◆ **Source material**

(begin)

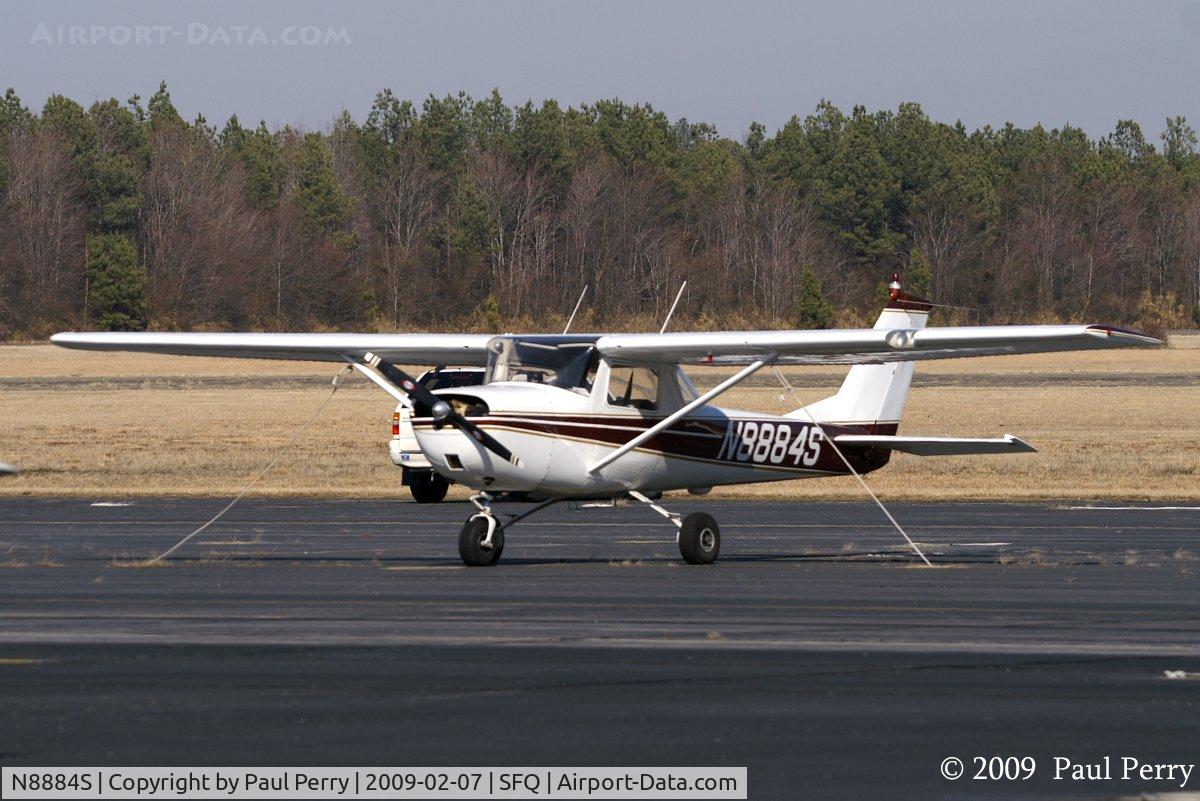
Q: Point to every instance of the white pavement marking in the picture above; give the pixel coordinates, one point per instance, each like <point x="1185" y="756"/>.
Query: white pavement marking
<point x="1137" y="509"/>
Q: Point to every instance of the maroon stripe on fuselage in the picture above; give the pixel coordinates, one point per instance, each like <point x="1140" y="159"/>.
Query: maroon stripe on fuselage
<point x="709" y="439"/>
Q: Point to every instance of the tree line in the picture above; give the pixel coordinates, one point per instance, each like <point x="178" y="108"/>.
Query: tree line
<point x="473" y="214"/>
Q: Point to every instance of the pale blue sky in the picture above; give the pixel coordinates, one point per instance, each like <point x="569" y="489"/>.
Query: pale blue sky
<point x="727" y="62"/>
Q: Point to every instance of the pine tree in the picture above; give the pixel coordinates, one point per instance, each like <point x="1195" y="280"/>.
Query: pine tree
<point x="811" y="309"/>
<point x="918" y="277"/>
<point x="325" y="209"/>
<point x="117" y="284"/>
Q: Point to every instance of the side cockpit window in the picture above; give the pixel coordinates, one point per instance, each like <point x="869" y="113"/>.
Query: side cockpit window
<point x="634" y="386"/>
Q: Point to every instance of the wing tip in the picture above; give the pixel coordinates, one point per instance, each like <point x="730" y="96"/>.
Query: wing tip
<point x="1131" y="336"/>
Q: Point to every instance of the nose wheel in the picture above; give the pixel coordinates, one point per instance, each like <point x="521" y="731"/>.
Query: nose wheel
<point x="700" y="538"/>
<point x="477" y="548"/>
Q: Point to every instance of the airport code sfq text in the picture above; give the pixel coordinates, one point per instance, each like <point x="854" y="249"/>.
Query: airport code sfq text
<point x="373" y="783"/>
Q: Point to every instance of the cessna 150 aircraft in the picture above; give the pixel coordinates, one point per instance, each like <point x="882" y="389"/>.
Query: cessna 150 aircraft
<point x="563" y="416"/>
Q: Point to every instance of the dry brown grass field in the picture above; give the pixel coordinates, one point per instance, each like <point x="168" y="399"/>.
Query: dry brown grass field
<point x="1109" y="425"/>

(end)

Can you output everything from the line containing "Q: Point to every instance of the pine" down to the last line of the rows as a JSON list of strings, one string per line, with blank lines left out?

[
  "Q: Point to every instance of the pine tree in the picture above; give the pixel coordinates, one point per instance, each like <point x=\"1195\" y=\"280\"/>.",
  "Query: pine tree",
  "<point x=\"811\" y=\"309\"/>",
  "<point x=\"918\" y=\"277\"/>",
  "<point x=\"325\" y=\"209\"/>",
  "<point x=\"117\" y=\"284\"/>",
  "Q: Point to every instance of the side cockpit window in the picture above; give the pixel coordinates, one point per instance, each like <point x=\"869\" y=\"113\"/>.",
  "Query: side cockpit window",
  "<point x=\"634\" y=\"386\"/>",
  "Q: Point to every instance of the wing tip in the picture above; give the pixel coordinates, one point per instance, each like <point x=\"730\" y=\"96\"/>.",
  "Query: wing tip",
  "<point x=\"1131\" y=\"336\"/>",
  "Q: Point to every instance of the nose wheel in the picture above; give the pixel coordinates, one point per instance, each like <point x=\"521\" y=\"731\"/>.",
  "Query: nose wheel",
  "<point x=\"700\" y=\"538\"/>",
  "<point x=\"477\" y=\"548\"/>",
  "Q: Point to every instance of the airport code sfq text in the picture above; give the pixel coordinates, one point per instance, each like <point x=\"854\" y=\"249\"/>.",
  "Query: airport code sfq text",
  "<point x=\"373\" y=\"783\"/>",
  "Q: Point to every instance of the cessna 150 aircraft in the picture above; give the pixel coordinates, one point per instance, each like <point x=\"882\" y=\"389\"/>.",
  "Query: cessna 150 aircraft",
  "<point x=\"563\" y=\"416\"/>",
  "Q: Point to every instance of the dry brown grass field in the picture above; give the pixel coordinates, one point per instance, each like <point x=\"168\" y=\"399\"/>.",
  "Query: dry brown grass field",
  "<point x=\"1109\" y=\"425\"/>"
]